Extracted information Start Marker

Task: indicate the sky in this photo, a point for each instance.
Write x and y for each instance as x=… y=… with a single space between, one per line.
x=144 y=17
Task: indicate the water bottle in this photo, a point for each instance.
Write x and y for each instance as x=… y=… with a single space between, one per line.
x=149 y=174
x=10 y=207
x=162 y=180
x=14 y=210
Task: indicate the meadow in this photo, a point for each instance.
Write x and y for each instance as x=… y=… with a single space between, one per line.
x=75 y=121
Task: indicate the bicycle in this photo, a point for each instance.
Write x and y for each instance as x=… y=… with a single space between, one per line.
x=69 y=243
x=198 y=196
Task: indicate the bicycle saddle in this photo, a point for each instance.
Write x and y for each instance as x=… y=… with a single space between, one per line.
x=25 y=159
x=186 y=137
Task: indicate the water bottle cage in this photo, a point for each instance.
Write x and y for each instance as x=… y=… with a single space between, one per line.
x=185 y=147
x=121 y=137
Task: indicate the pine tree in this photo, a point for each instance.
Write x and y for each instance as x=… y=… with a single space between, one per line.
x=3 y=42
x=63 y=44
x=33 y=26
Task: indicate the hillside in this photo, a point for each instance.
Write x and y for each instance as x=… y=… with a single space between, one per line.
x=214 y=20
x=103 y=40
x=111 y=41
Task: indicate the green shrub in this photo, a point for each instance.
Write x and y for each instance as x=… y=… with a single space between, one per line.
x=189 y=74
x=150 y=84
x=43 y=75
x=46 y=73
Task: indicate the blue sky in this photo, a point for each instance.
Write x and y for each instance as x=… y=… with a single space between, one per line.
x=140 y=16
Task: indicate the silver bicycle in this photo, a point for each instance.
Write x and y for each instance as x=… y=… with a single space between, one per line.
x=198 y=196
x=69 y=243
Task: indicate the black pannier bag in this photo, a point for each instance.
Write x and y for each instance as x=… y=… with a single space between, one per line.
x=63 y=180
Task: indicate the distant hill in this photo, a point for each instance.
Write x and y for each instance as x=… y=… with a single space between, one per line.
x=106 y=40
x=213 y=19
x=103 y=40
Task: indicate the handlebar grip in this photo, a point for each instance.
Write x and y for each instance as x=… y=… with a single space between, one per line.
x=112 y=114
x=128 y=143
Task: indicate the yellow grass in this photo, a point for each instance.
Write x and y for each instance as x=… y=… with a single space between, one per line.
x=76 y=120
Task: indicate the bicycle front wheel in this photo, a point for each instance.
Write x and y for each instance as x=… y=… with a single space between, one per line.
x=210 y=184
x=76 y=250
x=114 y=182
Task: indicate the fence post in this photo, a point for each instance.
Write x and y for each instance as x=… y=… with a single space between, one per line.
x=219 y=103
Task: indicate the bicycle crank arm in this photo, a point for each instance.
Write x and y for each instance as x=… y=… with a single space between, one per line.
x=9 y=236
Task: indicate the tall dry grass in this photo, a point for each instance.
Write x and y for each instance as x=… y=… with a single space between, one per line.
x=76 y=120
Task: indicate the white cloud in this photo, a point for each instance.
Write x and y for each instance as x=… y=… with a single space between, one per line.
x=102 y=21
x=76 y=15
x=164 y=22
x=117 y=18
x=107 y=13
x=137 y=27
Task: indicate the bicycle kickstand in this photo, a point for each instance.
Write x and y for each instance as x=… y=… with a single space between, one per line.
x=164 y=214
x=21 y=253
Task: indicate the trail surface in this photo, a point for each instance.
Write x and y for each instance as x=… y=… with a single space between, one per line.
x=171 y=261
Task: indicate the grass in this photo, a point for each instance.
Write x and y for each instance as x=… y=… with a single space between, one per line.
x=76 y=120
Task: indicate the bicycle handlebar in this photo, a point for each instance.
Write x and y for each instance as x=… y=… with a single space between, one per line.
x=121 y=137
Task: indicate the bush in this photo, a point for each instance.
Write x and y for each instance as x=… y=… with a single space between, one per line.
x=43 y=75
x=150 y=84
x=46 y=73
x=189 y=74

Extracted information End Marker

| Prompt |
Could you transcribe the whole listing above without any edits?

| Answer below |
Task: indicate the sky in this photo, a point for each instance.
Write x and y for each instance as x=… y=… with a single space between, one per line.
x=144 y=17
Task: indicate the water bottle in this photo, a point for each instance.
Write x and y for each instance as x=… y=… with a single space between, one per line.
x=149 y=174
x=10 y=207
x=162 y=180
x=14 y=210
Task: indicate the meadow in this photo, a point for each instance.
Write x and y for each instance as x=… y=… with a single space between, one per line.
x=75 y=121
Task: indicate the bicycle in this photo, a point for each instance.
Write x and y for each instance as x=… y=… with a single space between, one per line.
x=69 y=243
x=198 y=196
Task: indicate the bicycle saddle in this photo, a point for each instance.
Write x and y for each instance as x=… y=… with a single space between, one per line.
x=25 y=159
x=186 y=137
Task: indicate the water bottle cage in this photo, a point for each instance.
Write x and y for each instance as x=… y=… with a single space between, one per line.
x=185 y=147
x=121 y=137
Task: indicate the pine tree in this photo, a point for each instance.
Write x and y for each instance as x=… y=… with a single space between, one per line.
x=3 y=42
x=63 y=44
x=33 y=26
Task: indicate the hillside in this photo, a point for each instance.
Write x and y for each instance as x=… y=… with a single space between, one per line.
x=214 y=20
x=103 y=40
x=111 y=41
Task: indicate the green shrub in this photo, a point for each instance.
Write x and y for each instance as x=… y=… with a single space between, one per line.
x=189 y=74
x=150 y=84
x=43 y=75
x=46 y=73
Task: indicate the blue sky in this photo, a point for each instance.
Write x and y for each instance as x=… y=… with a single space between, one per line.
x=140 y=16
Task: indicate the silver bicycle in this photo, a point for each instance.
Write x and y for each instance as x=… y=… with a single space between, one per line.
x=198 y=196
x=69 y=243
Task: indicate the black pannier bag in this photo, a point for each instance.
Write x and y for each instance as x=… y=… with a single space between, one per line.
x=63 y=180
Task: indicate the distant hill in this photo, a point for each instance.
Write x and y for each instance as x=… y=… with a single space between, one per line.
x=106 y=40
x=213 y=19
x=103 y=40
Task: indicate the handlebar grip in this photo, a point for each instance.
Write x and y for each instance as x=… y=… with a single space between, one per line.
x=112 y=114
x=128 y=143
Task: indicate the yellow grass in this photo, a point for each instance.
Write x and y for each instance as x=… y=… with a single space between, one per line.
x=76 y=120
Task: indicate the bicycle front wheel in this photo, a point for each instance.
Write x and y for each instance as x=… y=… with a single space between, one per line.
x=210 y=184
x=76 y=250
x=114 y=182
Task: indicate the fence post in this photo, a point for each instance.
Write x and y for each instance as x=… y=… with a single space between, one per line.
x=219 y=103
Task: indicate the bicycle crank arm in this photo, a point for each instance.
Write x and y for each instance as x=… y=… with a single space between, one per line.
x=9 y=236
Task: indicate the tall dry grass in this photo, a point for each instance.
Write x and y for each instance as x=… y=… with a single space between, one per line.
x=76 y=120
Task: indicate the white cloud in this photo, a point for each instance.
Write x and y for each instance as x=… y=… with a single space between, one per line.
x=102 y=21
x=76 y=15
x=164 y=22
x=117 y=18
x=107 y=13
x=137 y=27
Task: indicate the bicycle kickstand in this photo, a point for each instance.
Write x and y for each instance as x=… y=… with a single space between, one per line.
x=164 y=214
x=21 y=253
Task: indicate the trail surface in this photo, a point for each instance.
Write x and y for each instance as x=… y=… with a single space between, one per line.
x=171 y=261
Task: indicate the grass in this photo, a point for each instance.
Write x and y for each instance as x=… y=… with a single space between, one per line.
x=76 y=120
Task: indicate the bicycle handlebar in this photo, a point for each instance.
Write x and y for each instance as x=… y=… with a single space between, one per line.
x=121 y=137
Task: indicate the bush in this photo, a point for each instance.
Write x and y for each instance as x=… y=… with a single space between, one per line.
x=43 y=75
x=150 y=84
x=46 y=73
x=189 y=74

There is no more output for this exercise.